**** DATASET RECORDS

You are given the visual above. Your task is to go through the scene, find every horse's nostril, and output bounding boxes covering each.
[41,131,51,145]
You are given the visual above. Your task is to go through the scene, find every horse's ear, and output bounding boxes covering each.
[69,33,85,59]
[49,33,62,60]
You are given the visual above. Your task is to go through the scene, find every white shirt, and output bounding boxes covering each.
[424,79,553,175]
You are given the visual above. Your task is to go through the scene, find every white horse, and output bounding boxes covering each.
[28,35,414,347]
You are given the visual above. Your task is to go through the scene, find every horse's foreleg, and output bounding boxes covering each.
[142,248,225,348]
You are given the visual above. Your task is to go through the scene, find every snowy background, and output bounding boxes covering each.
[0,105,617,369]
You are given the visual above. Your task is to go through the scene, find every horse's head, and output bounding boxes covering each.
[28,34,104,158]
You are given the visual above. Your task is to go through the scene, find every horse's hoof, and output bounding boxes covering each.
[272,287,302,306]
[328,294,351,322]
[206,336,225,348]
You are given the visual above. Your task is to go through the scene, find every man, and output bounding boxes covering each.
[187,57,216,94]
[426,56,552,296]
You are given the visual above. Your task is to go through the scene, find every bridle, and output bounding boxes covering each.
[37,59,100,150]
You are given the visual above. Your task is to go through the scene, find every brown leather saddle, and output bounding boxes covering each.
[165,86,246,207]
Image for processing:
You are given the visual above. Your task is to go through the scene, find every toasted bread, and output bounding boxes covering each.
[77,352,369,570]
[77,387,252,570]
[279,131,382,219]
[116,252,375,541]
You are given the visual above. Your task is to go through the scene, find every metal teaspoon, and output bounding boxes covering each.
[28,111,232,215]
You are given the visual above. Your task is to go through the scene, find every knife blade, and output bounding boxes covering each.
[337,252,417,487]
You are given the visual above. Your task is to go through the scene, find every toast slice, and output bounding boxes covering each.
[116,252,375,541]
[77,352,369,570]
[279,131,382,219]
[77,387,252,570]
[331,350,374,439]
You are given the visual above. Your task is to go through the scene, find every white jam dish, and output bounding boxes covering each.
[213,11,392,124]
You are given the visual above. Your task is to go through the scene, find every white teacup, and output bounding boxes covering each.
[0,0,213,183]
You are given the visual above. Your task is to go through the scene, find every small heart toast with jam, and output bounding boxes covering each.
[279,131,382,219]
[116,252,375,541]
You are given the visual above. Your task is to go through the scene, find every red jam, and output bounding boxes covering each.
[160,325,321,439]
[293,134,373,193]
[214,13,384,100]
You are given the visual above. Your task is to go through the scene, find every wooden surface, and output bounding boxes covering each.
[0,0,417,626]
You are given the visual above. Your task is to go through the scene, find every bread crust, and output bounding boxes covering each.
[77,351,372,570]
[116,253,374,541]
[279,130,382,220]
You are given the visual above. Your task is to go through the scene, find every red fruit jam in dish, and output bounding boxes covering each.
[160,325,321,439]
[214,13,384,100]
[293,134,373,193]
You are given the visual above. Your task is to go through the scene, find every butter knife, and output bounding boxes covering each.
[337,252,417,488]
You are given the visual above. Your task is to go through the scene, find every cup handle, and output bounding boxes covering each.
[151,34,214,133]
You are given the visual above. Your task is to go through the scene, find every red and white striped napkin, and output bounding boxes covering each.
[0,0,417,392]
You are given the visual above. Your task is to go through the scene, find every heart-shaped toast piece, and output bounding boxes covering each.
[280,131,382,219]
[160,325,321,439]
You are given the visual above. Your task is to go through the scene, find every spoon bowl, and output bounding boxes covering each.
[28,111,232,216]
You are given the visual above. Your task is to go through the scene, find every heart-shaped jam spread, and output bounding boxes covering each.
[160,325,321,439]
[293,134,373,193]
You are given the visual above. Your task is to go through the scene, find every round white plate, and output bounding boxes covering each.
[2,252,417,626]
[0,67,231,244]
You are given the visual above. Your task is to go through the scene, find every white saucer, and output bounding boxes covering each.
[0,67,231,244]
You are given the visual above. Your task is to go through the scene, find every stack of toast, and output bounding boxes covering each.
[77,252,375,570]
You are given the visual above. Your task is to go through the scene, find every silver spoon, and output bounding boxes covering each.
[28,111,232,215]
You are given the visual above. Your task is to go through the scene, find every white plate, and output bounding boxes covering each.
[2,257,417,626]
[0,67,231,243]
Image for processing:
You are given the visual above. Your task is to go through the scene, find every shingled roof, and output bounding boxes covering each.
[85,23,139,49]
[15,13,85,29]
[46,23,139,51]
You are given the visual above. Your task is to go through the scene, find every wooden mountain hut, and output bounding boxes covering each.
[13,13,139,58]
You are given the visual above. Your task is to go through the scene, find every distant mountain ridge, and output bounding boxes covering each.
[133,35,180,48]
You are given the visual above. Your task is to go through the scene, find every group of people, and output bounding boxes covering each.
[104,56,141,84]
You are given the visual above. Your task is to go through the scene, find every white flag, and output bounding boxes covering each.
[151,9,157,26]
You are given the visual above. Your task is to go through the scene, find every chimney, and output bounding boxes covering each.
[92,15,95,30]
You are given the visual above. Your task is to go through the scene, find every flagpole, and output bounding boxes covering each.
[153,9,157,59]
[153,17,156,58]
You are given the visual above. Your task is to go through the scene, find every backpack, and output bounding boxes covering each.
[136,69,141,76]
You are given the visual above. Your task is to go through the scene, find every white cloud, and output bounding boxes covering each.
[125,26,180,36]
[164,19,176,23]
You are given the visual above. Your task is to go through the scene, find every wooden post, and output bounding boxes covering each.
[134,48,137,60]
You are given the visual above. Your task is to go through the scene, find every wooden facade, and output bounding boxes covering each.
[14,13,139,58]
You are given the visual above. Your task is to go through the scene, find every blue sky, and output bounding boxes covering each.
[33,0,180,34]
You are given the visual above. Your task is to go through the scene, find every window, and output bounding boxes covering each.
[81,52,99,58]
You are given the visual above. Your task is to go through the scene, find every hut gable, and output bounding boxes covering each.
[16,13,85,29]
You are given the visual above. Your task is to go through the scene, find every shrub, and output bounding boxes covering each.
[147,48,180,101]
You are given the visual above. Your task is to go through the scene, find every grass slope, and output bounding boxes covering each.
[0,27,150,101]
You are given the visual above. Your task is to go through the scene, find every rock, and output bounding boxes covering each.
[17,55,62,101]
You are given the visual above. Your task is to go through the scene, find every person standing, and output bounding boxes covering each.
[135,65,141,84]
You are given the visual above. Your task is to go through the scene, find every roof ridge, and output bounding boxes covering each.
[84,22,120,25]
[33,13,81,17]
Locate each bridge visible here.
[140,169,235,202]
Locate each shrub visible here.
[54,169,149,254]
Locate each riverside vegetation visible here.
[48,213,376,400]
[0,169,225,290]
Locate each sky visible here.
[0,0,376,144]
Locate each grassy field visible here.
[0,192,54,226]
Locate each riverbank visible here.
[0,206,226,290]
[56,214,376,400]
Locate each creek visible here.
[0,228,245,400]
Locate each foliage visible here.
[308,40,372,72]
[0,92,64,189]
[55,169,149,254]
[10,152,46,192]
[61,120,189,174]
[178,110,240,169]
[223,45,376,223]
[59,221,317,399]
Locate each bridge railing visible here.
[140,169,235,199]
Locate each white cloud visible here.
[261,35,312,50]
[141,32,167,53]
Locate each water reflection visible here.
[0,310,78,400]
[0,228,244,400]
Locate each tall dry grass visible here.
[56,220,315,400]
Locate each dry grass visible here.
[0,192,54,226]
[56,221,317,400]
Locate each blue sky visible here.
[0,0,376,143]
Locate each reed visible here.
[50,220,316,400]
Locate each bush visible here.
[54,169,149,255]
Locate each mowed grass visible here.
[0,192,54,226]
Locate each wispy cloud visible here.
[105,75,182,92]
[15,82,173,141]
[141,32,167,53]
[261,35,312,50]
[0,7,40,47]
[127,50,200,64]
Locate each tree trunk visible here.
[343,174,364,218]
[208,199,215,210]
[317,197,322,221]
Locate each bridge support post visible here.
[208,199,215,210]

********

**STATED GOAL:** Please start at the line that has "gable, and output bounding boxes covering each.", stop after the one that has "[16,13,85,29]", and give those lines as a numbered list, leaving out any blank lines.

**FINAL ANSWER:**
1. You are given the visual above. Your task is to go through the scene, find every hut gable, and output bounding boxes covering each.
2. [16,13,85,29]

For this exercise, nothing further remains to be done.